# [EXTRACTO SELECCIONADO]
El triple número de la Casa Silva está lleno de sorpresas más que instructivas y agradables.

Eduardo Escobar
Ya no sé hace cuánto que no circulaba la revista de la Casa de Poesía Silva, y ya me había cansado de esperarla. La estaba esperando con ansiedad no solo para repasar la charla que ofrecí allá hace tiempos sobre mis primeros contactos con el poema a partir de las oraciones de la infancia, y de las primeras rimas que escuchamos a la hora de dormir cuando la conciencia comenzaba a desplegarse como la pupa. Sino porque casi siempre viene muy sustanciosa.
La semana pasada me avisaron que por fin había salido, y fui a reclamar mi número a las carreras a esa casa de la calle 12 que una vez fue 14, o a la inversa, donde canceló las esperanzas de sus acreedores el pulido suicida José Asunción Silva, uno que se hizo pintar el corazón para no equivocar el blanco. Según dicen todos. Con la sibilina excepción de Enrique Santos Molano. Quien afirma que a Silva no lo mataron las deudas y la lectura de D’Annunzio, sino una pandilla de antioqueños, sus socios en una incipiente fábrica de baldosas que, según Santos, lleva hoy el nombre de Cerámicas Corona. Todo puede ser. Uno queda creyendo de todos modos en la imposibilidad de que en el silencio conventual de ese barrio, en el siglo XIX y en esa pequeña casa, no haya despertado a doña Vicenta un tiro, por más cansada que estuviera.
Pero por este camino emprenderemos una novela policíaca sin fin, cuyo episodio central ocurriría por Puente Aranda y que encontraría unos apartes de interés sobre los vínculos que unían a Silva con Envigado, mi patria chica, por el lado materno. Lo mejor es dejar quieto a Edipo.

# [MATERIAL]
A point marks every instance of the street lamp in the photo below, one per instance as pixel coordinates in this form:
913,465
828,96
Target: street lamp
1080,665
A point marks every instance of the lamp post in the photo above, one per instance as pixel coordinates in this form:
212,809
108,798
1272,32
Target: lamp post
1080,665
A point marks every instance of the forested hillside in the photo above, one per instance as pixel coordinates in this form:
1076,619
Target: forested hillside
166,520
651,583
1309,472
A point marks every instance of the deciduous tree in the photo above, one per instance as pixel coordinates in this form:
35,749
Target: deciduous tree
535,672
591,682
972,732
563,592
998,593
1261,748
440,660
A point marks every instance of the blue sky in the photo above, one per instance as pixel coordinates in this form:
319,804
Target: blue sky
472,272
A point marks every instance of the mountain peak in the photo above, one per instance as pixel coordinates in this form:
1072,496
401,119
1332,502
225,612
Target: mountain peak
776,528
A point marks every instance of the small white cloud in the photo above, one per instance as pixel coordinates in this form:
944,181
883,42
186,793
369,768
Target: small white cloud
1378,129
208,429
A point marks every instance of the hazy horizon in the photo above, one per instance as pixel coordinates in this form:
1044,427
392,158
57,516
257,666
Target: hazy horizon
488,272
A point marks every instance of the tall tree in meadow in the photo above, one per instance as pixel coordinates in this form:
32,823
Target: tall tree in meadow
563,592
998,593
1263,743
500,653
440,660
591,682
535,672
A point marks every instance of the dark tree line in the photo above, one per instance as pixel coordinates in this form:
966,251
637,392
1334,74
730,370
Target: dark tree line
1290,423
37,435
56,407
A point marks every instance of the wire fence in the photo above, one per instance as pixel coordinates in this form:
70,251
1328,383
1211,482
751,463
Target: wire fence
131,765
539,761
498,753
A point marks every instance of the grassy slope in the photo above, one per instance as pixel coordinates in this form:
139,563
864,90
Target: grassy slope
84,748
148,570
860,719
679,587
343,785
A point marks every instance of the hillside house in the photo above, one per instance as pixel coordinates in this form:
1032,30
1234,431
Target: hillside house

# [PROBLEMA BREVE 1]
Transcribe del texto sobre la revista de la Casa de Poesía Silva el tramo que va desde "El triple número" hasta "viene muy sustanciosa.".
# [PROBLEMA BREVE 2]
Prolonga el texto sobre la revista de la Casa de Poesía Silva a partir de su última oración.
Los registros proceden de una fuente distinta.

# [RESPUESTA ESPERADA 1]
El triple número de la Casa Silva está lleno de sorpresas más que instructivas y agradables.

Eduardo Escobar
Ya no sé hace cuánto que no circulaba la revista de la Casa de Poesía Silva, y ya me había cansado de esperarla. La estaba esperando con ansiedad no solo para repasar la charla que ofrecí allá hace tiempos sobre mis primeros contactos con el poema a partir de las oraciones de la infancia, y de las primeras rimas que escuchamos a la hora de dormir cuando la conciencia comenzaba a desplegarse como la pupa. Sino porque casi siempre viene muy sustanciosa.

# [RESPUESTA ESPERADA 2]
Las relaciones de Silva con su madre fueron conflictivas. Tanto que cuando le contaron que su único hijo había aumentado un gramo de peso con la ayuda del revólver de su padre, solo expresó su desprecio: ese zoquete, exclamó. Lo que me hace recordar en contravía las palabras de Stalin al conocer el suicidio frustrado del suyo: ni eso pudo hacer bien, dijo el padrecito fastidiado, pues no lo quería. Pero ese loco nunca pudo querer a nadie. Insensibilizado por las fantasías del materialismo dialéctico, que deshumanizan.
Santos propone en este número de la revista una reflexión que completa su libro sobre el poeta, esa poderosa biografía que es además el fresco de una ciudad miserable en una cima de los Andes, lejos de todo, donde el pobre Silva tuvo el infortunio de nacer, inteligente y buen mozo. Presunción lo llamaban porque no olía a chicha. Y el Casto José porque no andaba por ahí acosando guarichas.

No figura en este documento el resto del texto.